CONSIGNE:
Recopiez le passage de l'article sur la STCPI qui va de "Encore un sigle" à "Nord et Îles).", en substituant "cobalt" à "nickel".

Société territoriale calédonienne de participation industrielle : "un modèle à refonder", estime la Chambre des comptes

Vue de l'usine SLN à Doniambo.
Elle est censée représenter les intérêts des Calédoniens au sein de la Société Le Nickel, dont elle détient 34 % du capital. La STCPI a vu sa gestion passée au crible de la Chambre territoriale des comptes. Celle-ci décrit une société "davantage préoccupée par le retour financier en provenance de ses participations et la gestion de ces retours financiers, que comme un actionnaire investi dans la stratégie industrielle de la SLN."

Encore un sigle qui concerne le monde du nickel calédonien. La STCPI, c'est la Société territoriale calédonienne de participation industrielle. Sa création, en 2000, était liée à la revendication d’une maîtrise locale des outils de production de nickel. Elle a 34 % des parts de la SLN et 4 % de celles du groupe Eramet. Quant à son capital social, il est détenu à 50 % par Promosud, la société d'économie mixte de la province Sud, et à 50 % par la SAS Nordil, qui regroupe la Sofinor et la Sodil (ce sont les sociétés d'économie mixtes des provinces Nord et Îles).

DONNÉES FOURNIES:

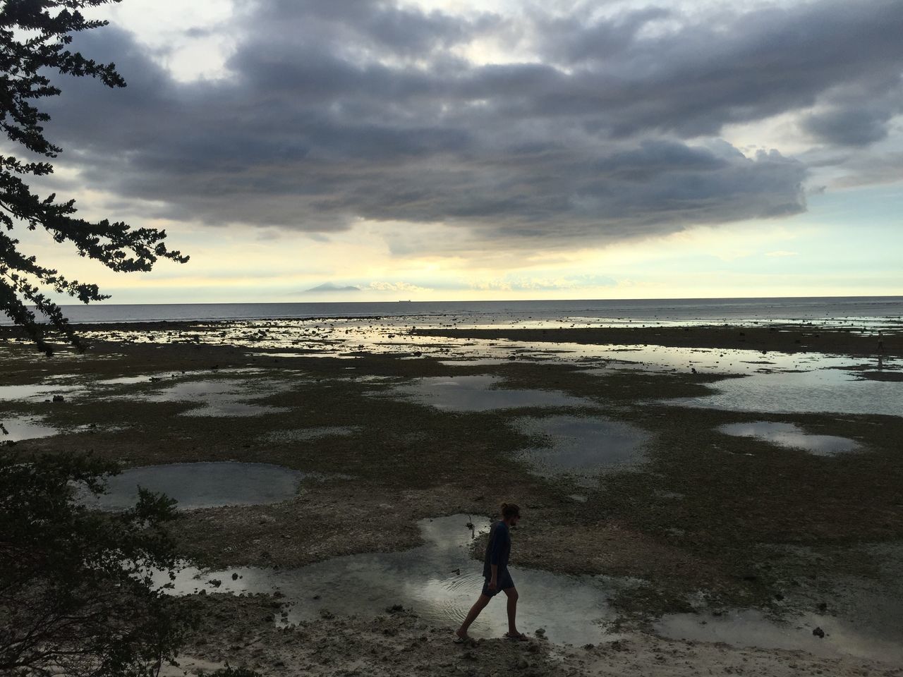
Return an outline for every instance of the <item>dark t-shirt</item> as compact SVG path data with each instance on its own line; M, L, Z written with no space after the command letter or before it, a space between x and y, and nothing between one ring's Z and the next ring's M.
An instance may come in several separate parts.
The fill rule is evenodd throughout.
M489 529L489 543L486 546L486 557L483 559L483 577L491 578L495 564L498 567L498 579L507 571L508 556L511 554L511 532L504 522L497 522Z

RÉPONSE FINALE:
Encore un sigle qui concerne le monde du cobalt calédonien. La STCPI, c'est la Société territoriale calédonienne de participation industrielle. Sa création, en 2000, était liée à la revendication d’une maîtrise locale des outils de production de cobalt. Elle a 34 % des parts de la SLN et 4 % de celles du groupe Eramet. Quant à son capital social, il est détenu à 50 % par Promosud, la société d'économie mixte de la province Sud, et à 50 % par la SAS Nordil, qui regroupe la Sofinor et la Sodil (ce sont les sociétés d'économie mixtes des provinces Nord et Îles).